__Document section__

An old lithograph.  (best-moves_pic1.jpg, 29 KB)

The first player just made a move that requires some contemplation by both parties ...

This is a page that will be devoted to some of the more amazing moves ever played on a chess board. The game themselves may not be all that great, but these are the moves that really blow your socks off. 

---> The most stunning chess moves ever played.

In 1998 the editor (GM Murray Chandler?) of  The British Chess Magazine (BCM);  
after conducting a fairly lengthy survey, gave a list of, 
"The Ten Most Amazing Chess Moves Ever Played on the Board."

The list given was:

  1. Frank Marshall's  23...Qg3!!  against Stepan Levitsky at Breslau, 1912.

  2. Mikhail Botvinnik's  30. Ba3!!  against J.R. Capablanca at A.V.R.O; 1938.

  3. Boris Spassky's 14...Rh1!!  against Bent Larsen in the epic chess match, 
    "U.S.S.R. vs. The Rest of the World," Belgrade, 1970.

  4. Anatoly Karpov's  14. Ng5!!  against Viktor Korchnoi in the Tenth Game of the 1978 World Championship Match. (Baguio City, The Philippines.) (This move was completely prepared, so to me its impact is not that great.) 

  5. Grigory Sanakoev's  24...Ba3!!  against Klaus Engel in a 1976-1979 postal game. (This is a great game, but how can you compare postal games to the games  played over the board?  "Apples and oranges" ....  ) 

  6. Lev Polugaeyevsky's  17. h4!!  against Eugenio Torre at Moscow, 1981. (This game - and this move - was almost entirely the result of home preparation.) A. Karpov's  47. Ng2! (!!)  against Garry Kasparov in the 9th game of the 1984 - 1985 World Championship Match. (Moscow, USSR) (An amazing move to be sure, but hardly a real "Top Ten" game OR move!) 

  7. Garry Kasparov's  27. h5!!  against V. Kramnik at Novogorod, 1994. (U.S.S.R.) (A very great move and a fantastic game, that probably deserves to be better known. But in my opinion, it is hardly a true 'Top Ten' candidate. I guess I will have to get around to analyzing this game, so you can see what I mean.) 

  8. Vassily Ivanchuk's  21. Qg7!!  against Alexey Shirov at Wijk aan Zee, 1996. (A great move, but Shirov's play in this game was nearly awful!) 

  9. A. Shirov's  47...Bh3!!  against Veselin Topalov at Linares, 1998. (ESP)
    (This game features a move that is pretty, but comes in a position (end-game) when Black is two Pawns ahead! Lots of play against computers will quickly reveal such shots are common when one side is way ahead in material.) 

I personally feel many beautiful and amazing moves were left off this list. I will have my own list of these moves later on. But these are several of the more incredible moves ever played.

Tim Krabbe

The well-known - and very respected chess researcher - Tim Krabbe  ...  formulated his own list of the 110 most amazing moves ever played.

__Extracted records__

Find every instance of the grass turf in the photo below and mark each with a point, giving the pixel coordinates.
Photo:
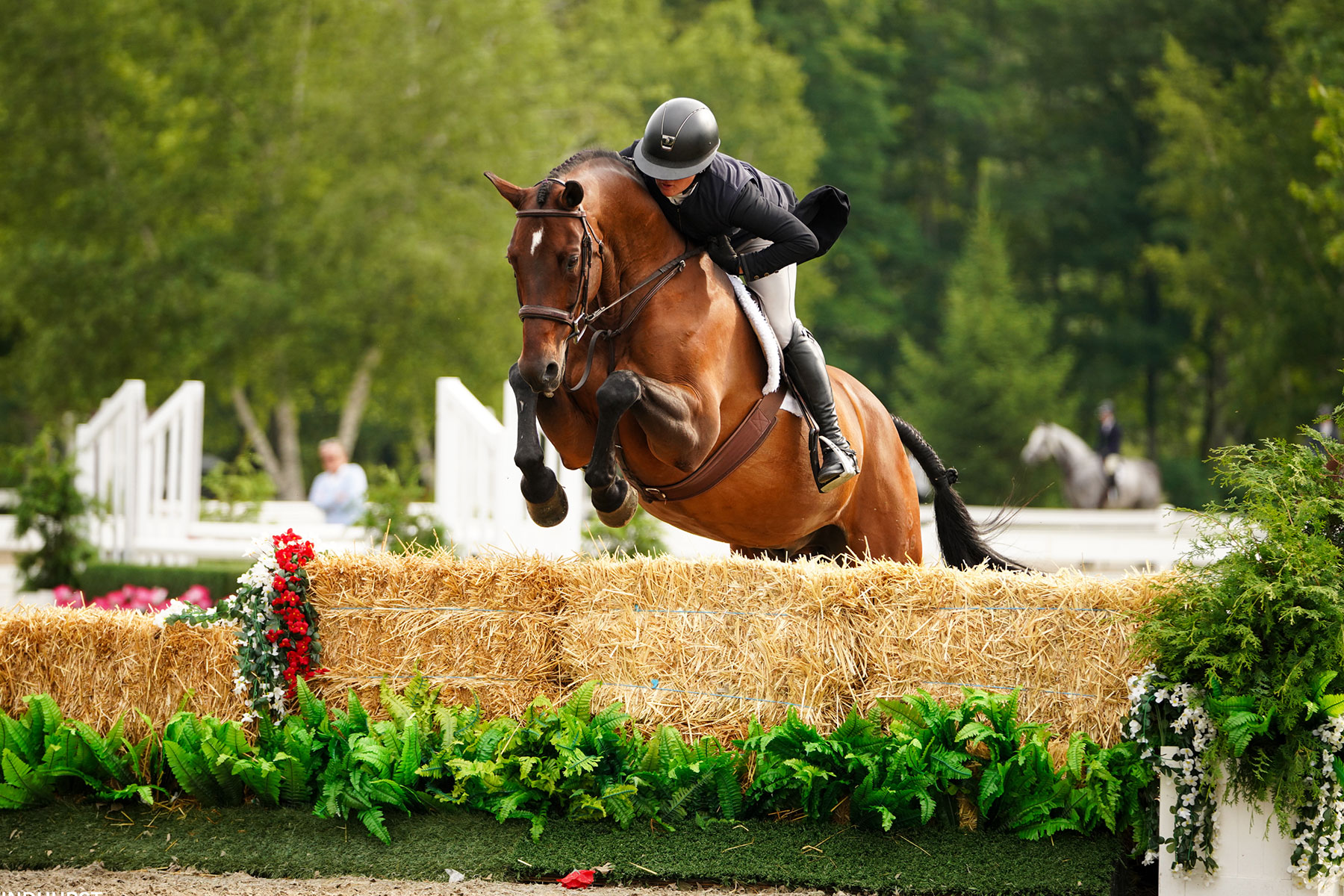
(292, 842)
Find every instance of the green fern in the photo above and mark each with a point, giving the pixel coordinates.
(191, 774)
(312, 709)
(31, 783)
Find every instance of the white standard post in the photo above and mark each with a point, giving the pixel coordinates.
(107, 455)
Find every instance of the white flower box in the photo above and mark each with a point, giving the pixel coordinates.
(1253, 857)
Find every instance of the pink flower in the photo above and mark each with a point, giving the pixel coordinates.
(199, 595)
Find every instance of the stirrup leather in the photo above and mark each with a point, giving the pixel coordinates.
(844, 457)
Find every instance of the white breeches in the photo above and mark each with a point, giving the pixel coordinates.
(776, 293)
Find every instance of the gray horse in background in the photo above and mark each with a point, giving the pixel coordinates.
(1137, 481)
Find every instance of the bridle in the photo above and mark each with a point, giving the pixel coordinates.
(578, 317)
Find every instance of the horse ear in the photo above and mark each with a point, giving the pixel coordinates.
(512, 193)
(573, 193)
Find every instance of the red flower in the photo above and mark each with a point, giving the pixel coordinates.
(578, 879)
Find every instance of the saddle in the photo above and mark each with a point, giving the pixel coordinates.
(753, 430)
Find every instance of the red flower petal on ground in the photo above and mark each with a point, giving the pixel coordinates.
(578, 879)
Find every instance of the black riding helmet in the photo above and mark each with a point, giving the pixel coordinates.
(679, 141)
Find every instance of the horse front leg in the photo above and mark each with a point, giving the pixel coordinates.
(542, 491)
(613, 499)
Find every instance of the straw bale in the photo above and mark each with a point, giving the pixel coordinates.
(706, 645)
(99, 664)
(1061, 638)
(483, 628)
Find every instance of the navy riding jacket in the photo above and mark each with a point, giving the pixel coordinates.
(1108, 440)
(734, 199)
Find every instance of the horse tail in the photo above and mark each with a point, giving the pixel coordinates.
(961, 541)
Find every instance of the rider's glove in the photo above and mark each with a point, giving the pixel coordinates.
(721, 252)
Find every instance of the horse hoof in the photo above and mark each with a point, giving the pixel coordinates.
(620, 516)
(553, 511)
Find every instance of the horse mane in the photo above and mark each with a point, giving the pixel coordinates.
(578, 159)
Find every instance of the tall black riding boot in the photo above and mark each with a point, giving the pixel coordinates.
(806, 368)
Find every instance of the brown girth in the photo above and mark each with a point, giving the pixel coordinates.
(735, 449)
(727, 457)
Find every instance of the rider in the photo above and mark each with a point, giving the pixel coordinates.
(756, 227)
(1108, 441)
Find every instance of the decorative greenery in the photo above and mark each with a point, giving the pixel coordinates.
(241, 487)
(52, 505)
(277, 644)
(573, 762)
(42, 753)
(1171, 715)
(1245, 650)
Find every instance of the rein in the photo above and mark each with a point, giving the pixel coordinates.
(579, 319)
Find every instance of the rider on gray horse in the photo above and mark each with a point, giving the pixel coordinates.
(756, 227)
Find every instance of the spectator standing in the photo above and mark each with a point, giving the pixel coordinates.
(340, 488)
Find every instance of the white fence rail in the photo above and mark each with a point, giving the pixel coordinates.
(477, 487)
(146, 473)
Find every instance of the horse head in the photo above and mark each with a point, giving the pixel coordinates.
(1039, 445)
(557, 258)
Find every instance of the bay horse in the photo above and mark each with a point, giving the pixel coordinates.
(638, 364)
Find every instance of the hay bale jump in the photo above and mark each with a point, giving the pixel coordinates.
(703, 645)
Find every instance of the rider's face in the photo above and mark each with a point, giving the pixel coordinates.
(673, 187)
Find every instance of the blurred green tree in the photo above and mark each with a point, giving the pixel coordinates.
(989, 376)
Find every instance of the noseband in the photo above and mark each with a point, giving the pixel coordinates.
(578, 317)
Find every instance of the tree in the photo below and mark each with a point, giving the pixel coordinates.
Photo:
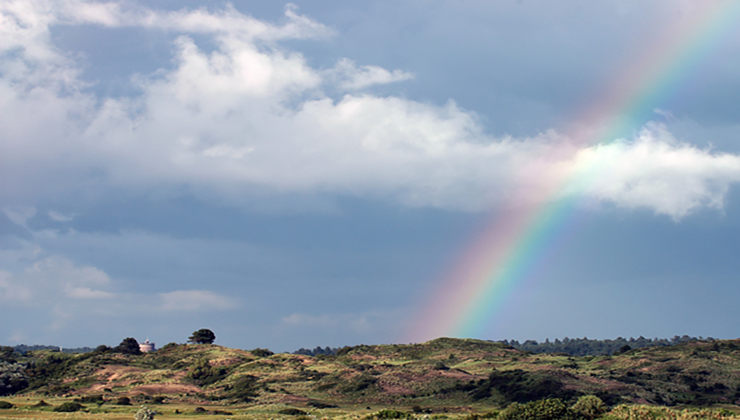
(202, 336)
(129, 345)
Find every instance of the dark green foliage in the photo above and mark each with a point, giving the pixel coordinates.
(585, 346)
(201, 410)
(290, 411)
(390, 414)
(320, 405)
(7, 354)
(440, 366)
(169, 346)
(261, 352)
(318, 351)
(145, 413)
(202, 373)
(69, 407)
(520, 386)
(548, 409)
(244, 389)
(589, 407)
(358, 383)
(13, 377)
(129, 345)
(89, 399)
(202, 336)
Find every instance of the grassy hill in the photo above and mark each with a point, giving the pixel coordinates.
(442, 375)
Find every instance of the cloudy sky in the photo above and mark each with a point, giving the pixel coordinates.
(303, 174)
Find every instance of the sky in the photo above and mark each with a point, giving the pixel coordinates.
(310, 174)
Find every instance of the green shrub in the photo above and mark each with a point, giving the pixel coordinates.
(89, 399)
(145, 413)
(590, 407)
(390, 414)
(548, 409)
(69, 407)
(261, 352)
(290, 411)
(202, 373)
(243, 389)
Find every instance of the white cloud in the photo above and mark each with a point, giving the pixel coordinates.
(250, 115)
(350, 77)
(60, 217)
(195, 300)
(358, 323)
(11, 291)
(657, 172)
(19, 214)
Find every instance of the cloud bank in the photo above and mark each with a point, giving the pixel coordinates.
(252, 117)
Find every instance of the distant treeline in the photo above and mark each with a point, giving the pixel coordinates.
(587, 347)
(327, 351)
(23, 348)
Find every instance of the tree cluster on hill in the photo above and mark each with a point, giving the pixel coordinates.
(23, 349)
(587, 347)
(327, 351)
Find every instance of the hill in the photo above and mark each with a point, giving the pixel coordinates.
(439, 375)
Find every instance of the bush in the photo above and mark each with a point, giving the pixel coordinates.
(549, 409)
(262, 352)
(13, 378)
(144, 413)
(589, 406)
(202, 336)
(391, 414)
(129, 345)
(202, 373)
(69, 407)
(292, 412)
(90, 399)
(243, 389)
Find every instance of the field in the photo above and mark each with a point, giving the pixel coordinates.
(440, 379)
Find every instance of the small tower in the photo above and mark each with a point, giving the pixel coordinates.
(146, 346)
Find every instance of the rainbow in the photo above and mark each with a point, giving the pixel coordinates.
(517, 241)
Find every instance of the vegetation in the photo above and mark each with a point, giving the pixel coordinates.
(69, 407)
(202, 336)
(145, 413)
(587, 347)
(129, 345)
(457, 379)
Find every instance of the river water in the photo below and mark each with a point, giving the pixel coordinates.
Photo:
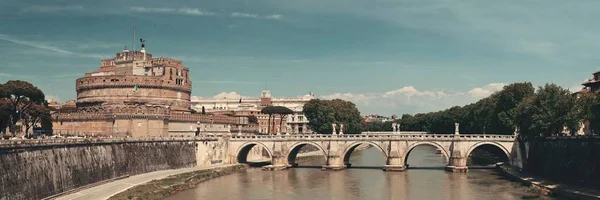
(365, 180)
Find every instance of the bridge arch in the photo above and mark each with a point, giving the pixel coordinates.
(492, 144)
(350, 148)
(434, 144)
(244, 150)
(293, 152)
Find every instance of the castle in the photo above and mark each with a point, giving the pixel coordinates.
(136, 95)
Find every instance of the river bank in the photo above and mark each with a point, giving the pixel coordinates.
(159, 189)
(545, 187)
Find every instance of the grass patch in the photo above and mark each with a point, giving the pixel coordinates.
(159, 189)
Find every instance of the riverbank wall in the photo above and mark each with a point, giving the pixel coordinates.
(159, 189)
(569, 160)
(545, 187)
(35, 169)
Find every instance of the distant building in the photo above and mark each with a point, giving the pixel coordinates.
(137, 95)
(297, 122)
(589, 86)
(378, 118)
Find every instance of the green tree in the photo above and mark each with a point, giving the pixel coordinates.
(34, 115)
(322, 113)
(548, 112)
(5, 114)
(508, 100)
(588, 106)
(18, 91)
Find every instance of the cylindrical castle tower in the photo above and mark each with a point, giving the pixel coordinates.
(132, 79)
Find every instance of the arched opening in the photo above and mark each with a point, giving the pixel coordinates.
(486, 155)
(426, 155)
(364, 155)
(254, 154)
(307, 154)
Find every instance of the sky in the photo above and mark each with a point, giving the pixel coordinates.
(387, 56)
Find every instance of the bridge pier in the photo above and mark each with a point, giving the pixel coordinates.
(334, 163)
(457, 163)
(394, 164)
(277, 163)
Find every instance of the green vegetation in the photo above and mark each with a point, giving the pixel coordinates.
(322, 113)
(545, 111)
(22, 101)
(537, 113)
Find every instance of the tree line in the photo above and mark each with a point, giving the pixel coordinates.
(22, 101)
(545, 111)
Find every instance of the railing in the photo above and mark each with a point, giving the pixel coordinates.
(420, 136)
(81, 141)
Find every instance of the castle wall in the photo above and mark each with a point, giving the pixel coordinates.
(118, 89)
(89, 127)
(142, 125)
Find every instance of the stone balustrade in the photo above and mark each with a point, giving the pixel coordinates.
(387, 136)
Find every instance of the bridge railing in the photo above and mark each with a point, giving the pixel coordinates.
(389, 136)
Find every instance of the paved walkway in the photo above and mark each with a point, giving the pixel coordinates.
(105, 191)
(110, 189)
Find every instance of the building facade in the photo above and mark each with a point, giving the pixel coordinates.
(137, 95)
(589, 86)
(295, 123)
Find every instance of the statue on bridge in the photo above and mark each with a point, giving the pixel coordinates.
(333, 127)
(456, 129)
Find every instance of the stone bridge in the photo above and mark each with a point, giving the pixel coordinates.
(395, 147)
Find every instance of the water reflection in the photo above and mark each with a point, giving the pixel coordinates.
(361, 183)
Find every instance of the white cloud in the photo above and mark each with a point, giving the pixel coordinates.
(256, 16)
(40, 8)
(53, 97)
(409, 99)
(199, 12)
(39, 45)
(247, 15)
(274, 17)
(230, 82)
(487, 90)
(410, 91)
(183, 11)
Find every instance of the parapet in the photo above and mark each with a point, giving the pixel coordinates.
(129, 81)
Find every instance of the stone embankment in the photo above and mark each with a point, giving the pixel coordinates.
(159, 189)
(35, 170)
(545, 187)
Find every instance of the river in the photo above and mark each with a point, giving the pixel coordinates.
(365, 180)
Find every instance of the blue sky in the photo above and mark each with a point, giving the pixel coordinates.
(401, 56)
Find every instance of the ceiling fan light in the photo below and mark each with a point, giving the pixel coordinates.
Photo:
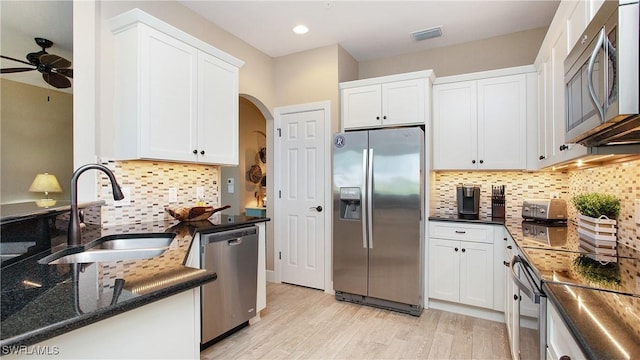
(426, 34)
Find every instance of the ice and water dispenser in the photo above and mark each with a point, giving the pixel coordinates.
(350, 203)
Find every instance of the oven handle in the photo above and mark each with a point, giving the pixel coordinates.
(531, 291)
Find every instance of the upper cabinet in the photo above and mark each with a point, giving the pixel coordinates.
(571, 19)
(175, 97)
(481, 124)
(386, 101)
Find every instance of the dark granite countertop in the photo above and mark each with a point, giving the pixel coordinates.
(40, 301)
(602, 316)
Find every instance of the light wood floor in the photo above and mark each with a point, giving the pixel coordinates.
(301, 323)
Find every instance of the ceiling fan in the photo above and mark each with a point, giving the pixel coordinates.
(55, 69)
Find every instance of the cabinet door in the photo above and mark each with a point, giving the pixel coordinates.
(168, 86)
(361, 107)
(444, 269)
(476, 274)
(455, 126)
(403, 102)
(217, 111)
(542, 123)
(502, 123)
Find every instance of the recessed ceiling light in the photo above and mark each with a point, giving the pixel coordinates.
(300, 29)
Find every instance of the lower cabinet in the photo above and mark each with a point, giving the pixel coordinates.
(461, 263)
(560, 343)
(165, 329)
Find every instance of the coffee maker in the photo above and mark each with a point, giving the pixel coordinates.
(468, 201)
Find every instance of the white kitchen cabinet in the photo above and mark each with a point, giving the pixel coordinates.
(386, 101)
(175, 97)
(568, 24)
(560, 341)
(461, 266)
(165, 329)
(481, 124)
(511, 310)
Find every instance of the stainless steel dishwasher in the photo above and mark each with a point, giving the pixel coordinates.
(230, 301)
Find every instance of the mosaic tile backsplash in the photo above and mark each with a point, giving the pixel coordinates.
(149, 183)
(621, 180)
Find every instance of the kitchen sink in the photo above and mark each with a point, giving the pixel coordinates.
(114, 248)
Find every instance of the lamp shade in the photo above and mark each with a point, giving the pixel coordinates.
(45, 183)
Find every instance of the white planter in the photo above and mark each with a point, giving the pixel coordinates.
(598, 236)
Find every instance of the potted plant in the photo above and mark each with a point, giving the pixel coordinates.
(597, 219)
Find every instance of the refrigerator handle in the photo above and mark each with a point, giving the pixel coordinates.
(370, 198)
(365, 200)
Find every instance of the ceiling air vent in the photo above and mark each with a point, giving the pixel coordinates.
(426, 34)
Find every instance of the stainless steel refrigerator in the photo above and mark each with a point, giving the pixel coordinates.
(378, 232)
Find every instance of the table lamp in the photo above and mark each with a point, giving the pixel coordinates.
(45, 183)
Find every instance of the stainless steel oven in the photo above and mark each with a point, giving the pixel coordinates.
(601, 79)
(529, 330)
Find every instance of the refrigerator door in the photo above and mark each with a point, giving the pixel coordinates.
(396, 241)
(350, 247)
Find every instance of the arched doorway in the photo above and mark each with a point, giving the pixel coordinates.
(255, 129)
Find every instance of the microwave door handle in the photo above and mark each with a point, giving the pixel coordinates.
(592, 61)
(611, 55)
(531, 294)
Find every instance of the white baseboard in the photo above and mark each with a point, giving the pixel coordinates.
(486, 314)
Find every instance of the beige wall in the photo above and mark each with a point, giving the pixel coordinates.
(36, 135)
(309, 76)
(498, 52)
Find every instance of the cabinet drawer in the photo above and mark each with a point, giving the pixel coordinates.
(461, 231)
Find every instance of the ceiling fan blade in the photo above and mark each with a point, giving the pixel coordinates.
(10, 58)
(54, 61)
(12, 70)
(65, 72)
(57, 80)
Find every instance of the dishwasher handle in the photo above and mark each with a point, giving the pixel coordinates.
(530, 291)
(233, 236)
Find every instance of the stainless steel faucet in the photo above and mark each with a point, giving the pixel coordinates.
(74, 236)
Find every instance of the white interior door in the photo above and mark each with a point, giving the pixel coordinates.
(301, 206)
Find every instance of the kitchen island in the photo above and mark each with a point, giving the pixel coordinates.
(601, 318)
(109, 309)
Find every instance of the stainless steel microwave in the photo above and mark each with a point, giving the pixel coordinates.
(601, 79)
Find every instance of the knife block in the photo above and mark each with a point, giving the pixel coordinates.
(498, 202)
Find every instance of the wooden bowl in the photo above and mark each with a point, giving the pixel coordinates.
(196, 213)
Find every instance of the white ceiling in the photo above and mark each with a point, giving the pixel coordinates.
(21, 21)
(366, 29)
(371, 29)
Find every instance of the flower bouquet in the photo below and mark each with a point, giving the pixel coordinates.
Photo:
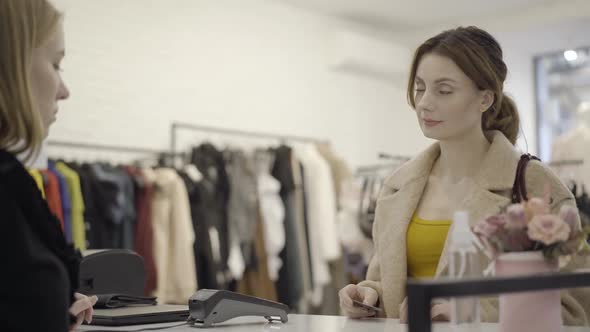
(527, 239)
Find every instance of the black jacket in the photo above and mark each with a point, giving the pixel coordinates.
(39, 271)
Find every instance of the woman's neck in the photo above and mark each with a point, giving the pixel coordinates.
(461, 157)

__Set of tasks__
- A) Using the text on amazing chess moves, restate word for word the passage between "8. Vassily Ivanchuk's  21." and "at Linares, 1998. (ESP)", inclusive.
- B) Answer these questions from the text on amazing chess moves:
(i) In what year did The British Chess Magazine publish its list of the most amazing chess moves?
(ii) Which player made the move 21. Qg7!! against Alexey Shirov at Wijk aan Zee?
(iii) How many moves are on Tim Krabbe's list of the most amazing moves ever played?

__Answers to the problems__
- A)
8. Vassily Ivanchuk's  21. Qg7!!  against Alexey Shirov at Wijk aan Zee, 1996. (A great move, but Shirov's play in this game was nearly awful!) 

  9. A. Shirov's  47...Bh3!!  against Veselin Topalov at Linares, 1998. (ESP)

- B)
(i) 1998
(ii) Vassily Ivanchuk
(iii) 110